Source text |
The system is a modular retrieval framework, managing the retrieval part of a RAG system.

It allows to easily ingest a different kind of data and experiment with different retrieval system, evaluate each of them and gives accuracy measurements to say which one is the best.

The retrieval system takes a plain text user query and search for relevant data with a combination of strict filtering and similarity search via a vector database filled with embeddings of the data.

Processing pipeline

Ingestion phase

Initially we have input data, which can be a sql dump, a panda dataframe, json,… We then transfer this data into our own data system (like a postgresql and/or S3 server) for easy access

Data extraction phase

We may need to transform the input data.

Each input data could be too big, then we need to chunk it.

Or, if it is unstructured, we can try to extract it into a proper structure, via LLMs or classifier

Data transformation

For each input data (or chunked part), we then derive one or multiple derived outputs.

Record set |

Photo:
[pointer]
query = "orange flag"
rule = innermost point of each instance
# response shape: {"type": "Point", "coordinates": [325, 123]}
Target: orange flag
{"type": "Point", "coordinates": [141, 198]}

Work to be completed | Pick up the text about the modular retrieval framework after its last sentence and keep writing it. The entries come from a different source than the text about the retrieval framework.

Output of the task |
These outputs can be the raw data itself, but also a transformed form of it, like a rephrasing, a plain text description from a structured object, possible queries a user could ask to find it, …

This can be done in different ways, either programmatically or via an LLM or classifier.

As the search is based on similarity search (vector distance between embeddings), embedding a data in a similar form than what could the query look like helps find relevant data.

Embedding phase

For each input data (or chunked) create an embedding for each derived outputs.